#### [Exercise input]
______

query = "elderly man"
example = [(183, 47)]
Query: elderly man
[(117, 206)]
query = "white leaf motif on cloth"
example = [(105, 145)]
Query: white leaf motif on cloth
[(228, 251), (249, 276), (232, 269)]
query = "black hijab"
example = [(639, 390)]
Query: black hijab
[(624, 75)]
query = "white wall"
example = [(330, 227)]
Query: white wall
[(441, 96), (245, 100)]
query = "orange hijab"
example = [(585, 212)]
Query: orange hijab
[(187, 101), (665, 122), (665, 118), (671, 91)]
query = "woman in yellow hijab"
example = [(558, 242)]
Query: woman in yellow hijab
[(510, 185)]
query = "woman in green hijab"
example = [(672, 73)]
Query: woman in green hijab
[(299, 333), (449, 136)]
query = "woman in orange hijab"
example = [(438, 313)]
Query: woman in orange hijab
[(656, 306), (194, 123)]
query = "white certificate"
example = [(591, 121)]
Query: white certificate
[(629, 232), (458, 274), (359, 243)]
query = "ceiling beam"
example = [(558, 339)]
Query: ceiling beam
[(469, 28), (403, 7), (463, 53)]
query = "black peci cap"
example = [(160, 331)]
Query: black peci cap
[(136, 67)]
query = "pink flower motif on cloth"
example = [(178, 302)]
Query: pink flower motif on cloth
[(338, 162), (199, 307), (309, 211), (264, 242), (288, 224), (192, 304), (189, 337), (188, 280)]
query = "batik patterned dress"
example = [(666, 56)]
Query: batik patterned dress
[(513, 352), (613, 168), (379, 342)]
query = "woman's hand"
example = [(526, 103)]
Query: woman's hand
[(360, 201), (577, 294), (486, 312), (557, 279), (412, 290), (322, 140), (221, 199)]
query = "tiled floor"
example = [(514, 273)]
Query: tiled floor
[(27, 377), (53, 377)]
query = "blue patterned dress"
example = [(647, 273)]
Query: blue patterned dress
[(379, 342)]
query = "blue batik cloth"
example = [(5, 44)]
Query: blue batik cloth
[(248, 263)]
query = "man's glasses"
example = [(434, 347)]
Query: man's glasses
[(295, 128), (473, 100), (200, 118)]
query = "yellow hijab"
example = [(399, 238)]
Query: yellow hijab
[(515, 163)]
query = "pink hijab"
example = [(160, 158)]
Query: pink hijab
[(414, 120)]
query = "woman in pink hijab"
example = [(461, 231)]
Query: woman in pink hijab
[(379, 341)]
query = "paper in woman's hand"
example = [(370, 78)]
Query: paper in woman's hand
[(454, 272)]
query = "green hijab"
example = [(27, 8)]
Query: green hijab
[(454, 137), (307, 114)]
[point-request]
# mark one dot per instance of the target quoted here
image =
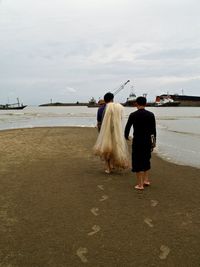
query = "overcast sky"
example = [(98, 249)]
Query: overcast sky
[(71, 50)]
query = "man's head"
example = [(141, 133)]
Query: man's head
[(108, 97), (141, 101)]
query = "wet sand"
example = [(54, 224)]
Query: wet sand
[(59, 208)]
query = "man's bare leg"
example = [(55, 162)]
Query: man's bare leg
[(107, 166), (140, 179), (146, 178)]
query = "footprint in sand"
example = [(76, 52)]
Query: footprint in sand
[(164, 252), (95, 211), (100, 187), (148, 221), (154, 203), (96, 229), (80, 253), (103, 198)]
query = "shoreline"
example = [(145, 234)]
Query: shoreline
[(156, 152), (56, 201)]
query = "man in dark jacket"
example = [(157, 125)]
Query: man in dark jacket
[(144, 136)]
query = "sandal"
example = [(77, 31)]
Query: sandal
[(139, 187), (147, 183)]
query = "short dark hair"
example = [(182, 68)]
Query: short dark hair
[(141, 100), (108, 97)]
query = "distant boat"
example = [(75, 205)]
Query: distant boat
[(131, 100), (166, 101), (12, 106), (187, 100)]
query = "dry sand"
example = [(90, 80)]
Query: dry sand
[(58, 207)]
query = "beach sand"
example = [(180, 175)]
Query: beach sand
[(59, 208)]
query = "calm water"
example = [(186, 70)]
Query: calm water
[(178, 127)]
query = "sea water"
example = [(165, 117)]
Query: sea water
[(178, 128)]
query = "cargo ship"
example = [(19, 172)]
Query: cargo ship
[(17, 105), (184, 100)]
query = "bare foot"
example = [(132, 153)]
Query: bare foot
[(139, 187)]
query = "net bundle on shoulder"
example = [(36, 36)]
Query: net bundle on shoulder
[(111, 144)]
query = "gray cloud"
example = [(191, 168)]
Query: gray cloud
[(47, 47)]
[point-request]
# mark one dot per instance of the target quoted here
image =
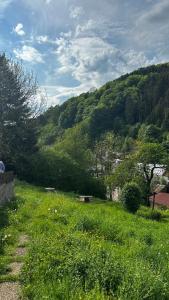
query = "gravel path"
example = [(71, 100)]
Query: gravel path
[(12, 290), (9, 291)]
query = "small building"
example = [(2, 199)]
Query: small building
[(161, 200), (6, 187), (85, 199)]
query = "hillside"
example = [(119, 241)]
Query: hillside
[(120, 106), (85, 251)]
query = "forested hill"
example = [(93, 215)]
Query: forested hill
[(120, 105)]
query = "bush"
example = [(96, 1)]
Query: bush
[(156, 216), (47, 168), (131, 197)]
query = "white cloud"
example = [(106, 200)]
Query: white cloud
[(19, 29), (91, 59), (76, 12), (57, 94), (29, 54), (42, 39)]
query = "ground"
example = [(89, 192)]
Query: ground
[(55, 247)]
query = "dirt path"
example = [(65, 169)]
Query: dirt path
[(12, 290)]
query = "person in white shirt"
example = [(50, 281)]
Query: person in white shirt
[(2, 167)]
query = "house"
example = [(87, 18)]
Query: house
[(6, 187), (161, 200), (160, 196)]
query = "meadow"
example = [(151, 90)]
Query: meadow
[(85, 251)]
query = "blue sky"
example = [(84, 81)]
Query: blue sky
[(75, 45)]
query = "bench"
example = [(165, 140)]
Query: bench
[(50, 190), (85, 199)]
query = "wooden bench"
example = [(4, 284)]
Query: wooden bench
[(85, 199), (50, 190)]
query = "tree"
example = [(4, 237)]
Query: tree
[(125, 172), (151, 156), (75, 144), (105, 152), (131, 197), (18, 108)]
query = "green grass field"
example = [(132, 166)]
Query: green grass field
[(86, 251)]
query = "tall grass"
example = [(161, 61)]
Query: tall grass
[(90, 251)]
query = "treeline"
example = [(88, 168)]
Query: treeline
[(19, 132), (120, 106), (75, 146)]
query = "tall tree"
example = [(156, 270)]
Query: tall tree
[(17, 110)]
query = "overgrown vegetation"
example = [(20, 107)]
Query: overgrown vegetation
[(90, 251)]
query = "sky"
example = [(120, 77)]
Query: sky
[(73, 46)]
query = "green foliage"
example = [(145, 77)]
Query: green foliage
[(46, 168), (17, 128), (102, 252), (131, 197), (120, 105), (156, 215), (74, 144), (150, 134)]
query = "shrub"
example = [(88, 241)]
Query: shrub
[(131, 197), (156, 215), (47, 168)]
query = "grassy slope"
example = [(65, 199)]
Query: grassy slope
[(89, 251)]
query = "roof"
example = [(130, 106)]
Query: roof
[(161, 199), (160, 188)]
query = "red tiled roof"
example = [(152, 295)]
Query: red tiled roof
[(161, 199)]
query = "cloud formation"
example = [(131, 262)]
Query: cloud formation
[(74, 45), (19, 29), (29, 54)]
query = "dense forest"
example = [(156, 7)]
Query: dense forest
[(76, 146), (121, 106)]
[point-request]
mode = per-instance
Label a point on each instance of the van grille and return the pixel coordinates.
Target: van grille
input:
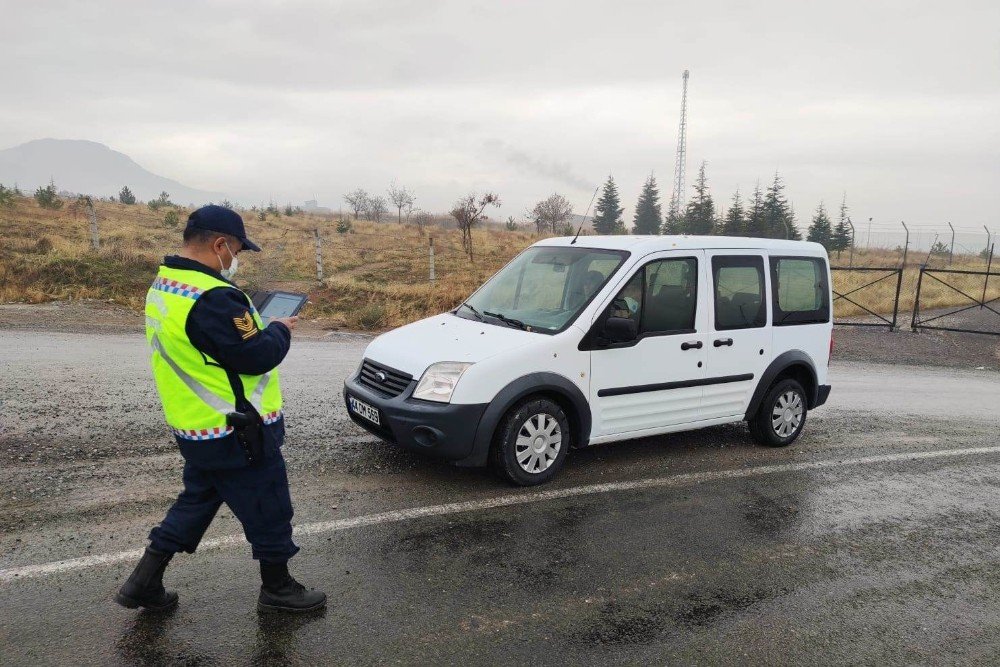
(394, 384)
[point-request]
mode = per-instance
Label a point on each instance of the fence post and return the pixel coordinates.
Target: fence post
(916, 299)
(989, 264)
(431, 257)
(95, 239)
(319, 256)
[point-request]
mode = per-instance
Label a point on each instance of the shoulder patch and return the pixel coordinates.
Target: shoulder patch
(245, 325)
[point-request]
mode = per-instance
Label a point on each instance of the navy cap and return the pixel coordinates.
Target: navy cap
(220, 219)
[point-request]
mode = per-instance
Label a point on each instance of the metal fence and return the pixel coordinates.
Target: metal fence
(979, 313)
(866, 296)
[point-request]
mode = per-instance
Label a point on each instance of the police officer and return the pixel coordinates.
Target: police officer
(215, 367)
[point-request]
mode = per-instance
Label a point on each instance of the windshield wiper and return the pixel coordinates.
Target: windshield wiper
(507, 320)
(477, 313)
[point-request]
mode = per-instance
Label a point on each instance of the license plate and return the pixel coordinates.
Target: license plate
(362, 409)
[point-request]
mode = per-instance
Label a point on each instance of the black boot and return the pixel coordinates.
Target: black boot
(144, 587)
(280, 592)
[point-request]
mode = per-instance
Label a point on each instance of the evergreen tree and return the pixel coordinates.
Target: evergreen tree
(648, 217)
(841, 239)
(608, 213)
(699, 217)
(734, 224)
(674, 223)
(756, 224)
(777, 216)
(796, 234)
(821, 230)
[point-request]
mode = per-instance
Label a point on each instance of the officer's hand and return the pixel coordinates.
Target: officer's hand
(288, 321)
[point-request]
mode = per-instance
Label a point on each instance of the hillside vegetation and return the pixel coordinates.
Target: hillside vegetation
(376, 276)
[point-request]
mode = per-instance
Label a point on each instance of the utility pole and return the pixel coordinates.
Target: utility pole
(95, 239)
(852, 241)
(951, 252)
(906, 247)
(680, 161)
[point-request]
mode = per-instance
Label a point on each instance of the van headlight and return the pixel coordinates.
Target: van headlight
(439, 380)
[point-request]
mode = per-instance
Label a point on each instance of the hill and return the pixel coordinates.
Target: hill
(87, 167)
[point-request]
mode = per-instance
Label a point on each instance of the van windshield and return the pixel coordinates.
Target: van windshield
(544, 288)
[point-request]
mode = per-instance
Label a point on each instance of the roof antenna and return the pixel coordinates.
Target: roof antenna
(585, 216)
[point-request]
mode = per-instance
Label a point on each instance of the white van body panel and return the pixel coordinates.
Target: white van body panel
(414, 347)
(557, 354)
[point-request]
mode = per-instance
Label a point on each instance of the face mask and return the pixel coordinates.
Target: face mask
(229, 273)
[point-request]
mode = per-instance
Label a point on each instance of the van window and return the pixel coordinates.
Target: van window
(739, 292)
(671, 296)
(661, 297)
(800, 289)
(544, 288)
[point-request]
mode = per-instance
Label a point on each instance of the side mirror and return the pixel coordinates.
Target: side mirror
(620, 329)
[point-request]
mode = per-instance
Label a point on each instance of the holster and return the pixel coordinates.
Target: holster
(249, 429)
(246, 422)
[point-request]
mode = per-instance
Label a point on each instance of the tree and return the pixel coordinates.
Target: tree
(777, 212)
(468, 211)
(48, 197)
(160, 202)
(608, 212)
(377, 207)
(401, 198)
(756, 224)
(422, 219)
(841, 239)
(648, 218)
(550, 214)
(699, 216)
(734, 223)
(357, 200)
(821, 231)
(6, 197)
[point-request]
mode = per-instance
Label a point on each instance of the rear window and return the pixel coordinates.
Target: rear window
(801, 293)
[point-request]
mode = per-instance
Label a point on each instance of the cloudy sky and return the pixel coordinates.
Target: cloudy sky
(895, 103)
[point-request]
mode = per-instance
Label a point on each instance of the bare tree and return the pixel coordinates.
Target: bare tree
(468, 211)
(358, 201)
(422, 219)
(550, 213)
(377, 207)
(401, 198)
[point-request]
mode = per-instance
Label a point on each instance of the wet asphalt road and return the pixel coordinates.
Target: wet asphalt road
(892, 560)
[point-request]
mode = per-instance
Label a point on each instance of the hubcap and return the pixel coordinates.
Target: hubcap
(538, 443)
(787, 414)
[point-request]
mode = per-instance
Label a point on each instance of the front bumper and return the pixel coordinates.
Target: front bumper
(822, 393)
(445, 430)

______

#### [What is required]
Only the lines from the one holding "Label a point on each instance of the hubcap" to the end of the listing are to be written out, word for word.

#### [Exercise result]
Label a point on each instance of the hubcap and return the pixel coordinates.
Target: hubcap
(538, 443)
(787, 414)
[point-request]
mode = per-instance
Label a point on each instance of the front bumper and return the pixel coordinates.
Target: front bumper
(822, 393)
(445, 430)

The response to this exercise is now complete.